* **PROBLEM TO SOLVE**
Filter the material below down to the lines with the word "segment" and give those lines.

* **SOURCE MATERIAL**

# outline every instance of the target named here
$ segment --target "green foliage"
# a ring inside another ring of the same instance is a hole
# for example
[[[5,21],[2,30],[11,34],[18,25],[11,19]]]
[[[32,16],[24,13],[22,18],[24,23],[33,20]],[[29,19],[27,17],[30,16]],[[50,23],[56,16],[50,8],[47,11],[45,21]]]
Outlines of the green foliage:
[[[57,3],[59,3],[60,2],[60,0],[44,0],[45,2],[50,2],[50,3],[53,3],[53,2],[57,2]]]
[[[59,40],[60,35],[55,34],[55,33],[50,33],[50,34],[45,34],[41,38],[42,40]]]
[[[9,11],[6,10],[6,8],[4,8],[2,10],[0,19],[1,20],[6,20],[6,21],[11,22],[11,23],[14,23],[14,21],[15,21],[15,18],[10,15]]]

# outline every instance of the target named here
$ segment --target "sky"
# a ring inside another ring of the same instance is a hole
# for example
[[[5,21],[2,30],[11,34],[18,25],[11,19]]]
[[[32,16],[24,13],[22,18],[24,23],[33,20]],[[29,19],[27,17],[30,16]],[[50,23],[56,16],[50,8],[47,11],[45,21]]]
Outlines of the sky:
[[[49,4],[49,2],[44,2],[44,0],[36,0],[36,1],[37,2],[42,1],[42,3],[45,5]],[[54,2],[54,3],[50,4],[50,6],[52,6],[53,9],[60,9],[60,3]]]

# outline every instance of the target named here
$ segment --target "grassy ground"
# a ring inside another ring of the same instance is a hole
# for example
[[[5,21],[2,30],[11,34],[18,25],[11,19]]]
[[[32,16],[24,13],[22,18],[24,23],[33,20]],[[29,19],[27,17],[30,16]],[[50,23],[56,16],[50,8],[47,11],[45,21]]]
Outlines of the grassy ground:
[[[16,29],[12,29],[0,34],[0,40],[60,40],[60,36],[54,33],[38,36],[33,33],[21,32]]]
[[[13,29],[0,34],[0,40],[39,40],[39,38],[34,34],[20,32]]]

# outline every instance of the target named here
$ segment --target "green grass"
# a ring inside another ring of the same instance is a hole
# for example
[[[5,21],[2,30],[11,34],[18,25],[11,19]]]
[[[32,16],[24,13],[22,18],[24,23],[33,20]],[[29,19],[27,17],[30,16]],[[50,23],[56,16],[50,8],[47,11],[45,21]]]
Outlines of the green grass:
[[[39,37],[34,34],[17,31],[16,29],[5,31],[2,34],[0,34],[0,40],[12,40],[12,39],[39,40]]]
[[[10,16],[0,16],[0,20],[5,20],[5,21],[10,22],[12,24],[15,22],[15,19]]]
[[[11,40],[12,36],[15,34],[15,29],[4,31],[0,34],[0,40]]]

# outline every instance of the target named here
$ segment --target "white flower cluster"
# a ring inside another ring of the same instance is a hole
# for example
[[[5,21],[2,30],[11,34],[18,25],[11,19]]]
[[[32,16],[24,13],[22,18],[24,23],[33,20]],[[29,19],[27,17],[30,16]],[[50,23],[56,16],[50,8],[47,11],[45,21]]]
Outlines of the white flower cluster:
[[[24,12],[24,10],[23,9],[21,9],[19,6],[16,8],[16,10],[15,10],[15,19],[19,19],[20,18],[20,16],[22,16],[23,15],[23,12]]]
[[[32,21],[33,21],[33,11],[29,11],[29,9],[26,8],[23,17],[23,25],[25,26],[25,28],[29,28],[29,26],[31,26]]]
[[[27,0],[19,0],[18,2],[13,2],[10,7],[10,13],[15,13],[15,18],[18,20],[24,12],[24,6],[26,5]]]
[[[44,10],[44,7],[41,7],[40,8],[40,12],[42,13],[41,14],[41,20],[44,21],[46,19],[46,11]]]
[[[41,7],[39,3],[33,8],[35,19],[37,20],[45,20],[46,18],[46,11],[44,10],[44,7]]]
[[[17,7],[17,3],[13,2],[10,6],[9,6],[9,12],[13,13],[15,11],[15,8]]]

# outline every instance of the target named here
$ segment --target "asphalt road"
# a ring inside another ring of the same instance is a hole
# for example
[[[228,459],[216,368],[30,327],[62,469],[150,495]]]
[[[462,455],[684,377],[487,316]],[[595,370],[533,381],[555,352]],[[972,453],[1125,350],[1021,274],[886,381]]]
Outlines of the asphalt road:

* **ANSWER**
$ segment --target "green foliage"
$ segment --target "sky"
$ segment --target "grassy ground"
$ segment --target "green grass"
$ segment --target "white flower cluster"
$ segment --target "asphalt road"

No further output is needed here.